PASSAGE TO READ:

Your image must be divided by 32.

Karthik-Suresh93 commented 6 years ago

Do you mean for each pixel value we do: pixel_value = pixel_value/32 ?

By the way, this error only seems to be for FPN, I am able to run the code for RFCN. Please let me know why this is happening. Thank you very much for your help :)

chinakook commented 6 years ago

No, the image width and height must be divided by 32.

Karthik-Suresh93 commented 6 years ago

To make sure I understand you correctly, are you saying I downsample each image (width and height) by a factor of 32 before I feed it into training? Why is this so?

chinakook commented 6 years ago

The image width and height must be exactly dividable by 32. For example 1024 is OK but 1023 cannot be training because "1024 mod 32 = 0".

Karthik-Suresh93 commented 6 years ago

Hi, so should I make this change in the config file? If so the given scales are already divisible by 32

MXNET_VERSION: "mxnet" output_path: "./output/fpn/coco" symbol: resnet_v1_101_fpn_dcn_rcnn gpus: '0,1' CLASS_AGNOSTIC: false SCALES: - *800* - *1280* # TEST_SCALES: [[800, 1280]] # single scale testing TEST_SCALES: [[480, 800], [576, 900], [688, 1100], [800, 1200], [1200, 1600], [1400, 2000]] # multi-scale testing\

here, 800/32=25 and 1280/32=40 are both exactly divisible by 32 in the config file.

chinakook commented 6 years ago

I chang all my images to 1280*800 and get training successful.

Karthik-Suresh93 commented 6 years ago

How did you resize smaller images (I have 1000600, 800600 etc) to 1280800? Did you zero pad the smaller images? And for the bigger images (18001600), should I crop them? Thank you

chinakook commented 6 years ago

Big resized, small padded. You can random crop big image too.

Karthik-Suresh93 commented 6 years ago

Thank you very much for your help. I will make the changes and get back to you

Karthik-Suresh93 commented 6 years ago

I tried your suggestion, I get the same shape error at a different place

Error in CustomOp.forward: Traceback (most recent call last): File "/home/k21993/visdrone_mxnet/local/lib/python2.7/site-packages/mxnet/operator.py", line 782, in forward_entry aux=tensors[4]) File "experiments/fpn/../../fpn/operator_py/fpn_roi_pooling.py", line 88, in forward self.assign(out_data[0], req[0], roi_pool) File "/home/k21993/visdrone_mxnet/local/lib/python2.7/site-packages/mxnet/operator.py", line 455, in assign dst[:] = src File "/home/k21993/visdrone_mxnet/local/lib/python2.7/site-packages/mxnet/ndarray/ndarray.py", line 405, in setitem value.copyto(self) File "/home/k21993/visdrone_mxnet/local/lib/python2.7/site-packages/mxnet/ndarray/ndarray.py", line 1635, in copyto return _internal._copyto(self, out=other) File "", line 25, in _copyto File "/home/k21993/visdrone_mxnet/local/lib/python2.7/site-packages/mxnet/_ctypes/ndarray.py", line 92, in _imperative_invoke ctypes.byref(out_stypes))) File "/home/k21993/visdrone_mxnet/local/lib/python2.7/site-packages/mxnet/base.py", line 146, in check_call raise MXNetError(py_str(_LIB.MXGetLastError())) MXNetError: [06:48:52] src/operator/nn/./../tensor/../elemwise_op_common.h:122: Check failed: assign(&dattr, (*vec)[i]) Incompatible attr in node at 0-th output: expected (2070,256,7,7), got (2072,256,7,7)

Source records
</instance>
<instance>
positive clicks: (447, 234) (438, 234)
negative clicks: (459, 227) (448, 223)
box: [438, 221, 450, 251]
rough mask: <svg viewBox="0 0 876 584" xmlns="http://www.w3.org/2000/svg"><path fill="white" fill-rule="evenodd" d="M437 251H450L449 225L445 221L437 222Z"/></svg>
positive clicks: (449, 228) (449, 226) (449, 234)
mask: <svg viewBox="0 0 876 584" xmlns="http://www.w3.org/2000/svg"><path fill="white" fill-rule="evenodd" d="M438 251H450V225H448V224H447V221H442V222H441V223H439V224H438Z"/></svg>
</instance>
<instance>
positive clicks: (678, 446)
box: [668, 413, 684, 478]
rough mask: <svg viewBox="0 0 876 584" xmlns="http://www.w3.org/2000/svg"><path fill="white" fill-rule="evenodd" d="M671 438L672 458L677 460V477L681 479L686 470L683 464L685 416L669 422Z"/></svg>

PROBLEM STATEMENT: Reproduce word for word the part of the forum thread on image sizes from "How did you" to "big image too.".

RESPONSE TO THIS EXERCISE:
How did you resize smaller images (I have 1000600, 800600 etc) to 1280800? Did you zero pad the smaller images? And for the bigger images (18001600), should I crop them? Thank you

chinakook commented 6 years ago

Big resized, small padded. You can random crop big image too.